TAREAS DEL EJERCICIO ::
(A) Enumera a todas las personas que aparecen con su nombre en el fragmento sobre la placa de Leopoldo Panero, desde la frase que empieza por «Antonio Maura me encomienda» hasta el final.
(B) Retoma el fragmento sobre la placa de Leopoldo Panero a partir de la última frase que se muestra.

FRAGMENTO PROPORCIONADO ::
──────────────────────────────

Javier Huerta
Sábado, 26 de Diciembre de 2015

Historia de una placa, o la maldición de los Panero (Folletón por entregas) III

Antonio Maura me encomienda la redacción del texto que figurará en la placa dedicada a Leopoldo Panero. Me tomo muy en serio el encargo: no solo redacto dos o tres textos sino que además los someto a la consideración de las autoridades municipales y de los amigos, muchos de ellos escritores (L.A. de Cuenca, Antonio Colinas…). Por amplia mayoría gana el que los lectores pueden ver en la calle de Ibiza, 35, si van por Madrid, y en la última entrega de este folletón, si tienen la paciencia de esperar hasta el final.

 

Todo en orden y todos contentos. Demasiado fácil para tratarse de los Panero. Un día me llama Maura:
-Mire -aún no nos tuteábamos-, la placa de Panero no puede instalarse, porque la comunidad de propietarios se niega.

──────────────────────────────

MATERIAL PROPORCIONADO ::
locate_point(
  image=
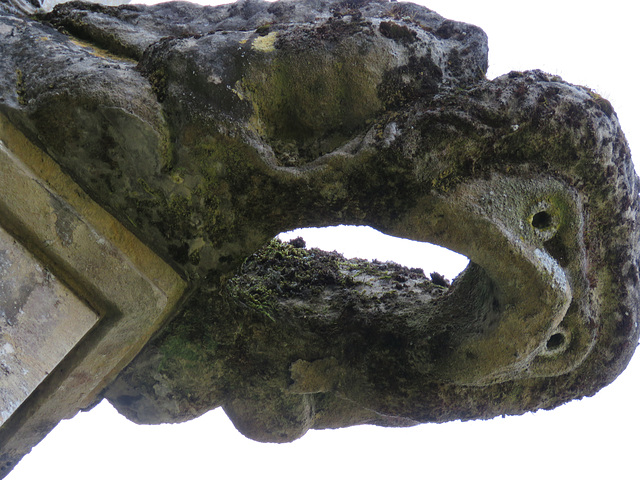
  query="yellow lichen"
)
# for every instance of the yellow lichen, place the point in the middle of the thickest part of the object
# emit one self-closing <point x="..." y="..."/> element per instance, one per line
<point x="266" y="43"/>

──────────────────────────────

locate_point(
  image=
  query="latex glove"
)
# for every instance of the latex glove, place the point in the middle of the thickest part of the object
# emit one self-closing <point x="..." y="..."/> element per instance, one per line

──────────────────────────────

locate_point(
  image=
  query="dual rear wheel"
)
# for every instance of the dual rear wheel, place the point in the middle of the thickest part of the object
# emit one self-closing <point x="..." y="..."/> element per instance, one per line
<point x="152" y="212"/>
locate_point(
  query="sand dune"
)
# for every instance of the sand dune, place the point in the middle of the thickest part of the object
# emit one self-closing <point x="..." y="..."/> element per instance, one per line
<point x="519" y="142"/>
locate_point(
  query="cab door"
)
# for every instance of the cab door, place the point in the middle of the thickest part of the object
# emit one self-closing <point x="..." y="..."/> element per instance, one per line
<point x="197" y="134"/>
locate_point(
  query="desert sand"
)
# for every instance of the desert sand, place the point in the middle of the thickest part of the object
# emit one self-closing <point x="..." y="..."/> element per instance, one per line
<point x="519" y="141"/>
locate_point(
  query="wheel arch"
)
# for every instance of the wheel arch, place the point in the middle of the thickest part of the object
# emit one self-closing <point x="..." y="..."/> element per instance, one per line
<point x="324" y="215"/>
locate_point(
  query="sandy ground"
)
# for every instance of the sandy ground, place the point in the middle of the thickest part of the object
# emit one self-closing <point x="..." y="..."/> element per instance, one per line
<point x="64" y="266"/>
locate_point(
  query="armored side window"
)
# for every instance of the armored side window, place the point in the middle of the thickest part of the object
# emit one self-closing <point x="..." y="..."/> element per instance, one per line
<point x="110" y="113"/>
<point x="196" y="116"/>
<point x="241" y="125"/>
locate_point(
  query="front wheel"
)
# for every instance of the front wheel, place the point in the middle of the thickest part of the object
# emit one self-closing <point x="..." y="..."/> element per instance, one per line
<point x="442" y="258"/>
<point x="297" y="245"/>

──────────────────────────────

RESPUESTAS ::
(A) Antonio Maura, Leopoldo Panero, L.A. de Cuenca y Antonio Colinas.

(B)
-No puede ser -le digo mientras me viene a las mientes el maldito verso de Neruda.
-Así es. He hablado con la presidenta, y me dice que, entre los que se oponen está ella misma. Me ha dado su teléfono. ¿Por qué no la llama usted y trata de convencerla?
-No entiendo nada. ¿No han hecho ellos la propuesta?
-No, han sido los de Ibiza, 34, la casa donde nació Plácido Domingo y donde también vivió Adriano del Valle.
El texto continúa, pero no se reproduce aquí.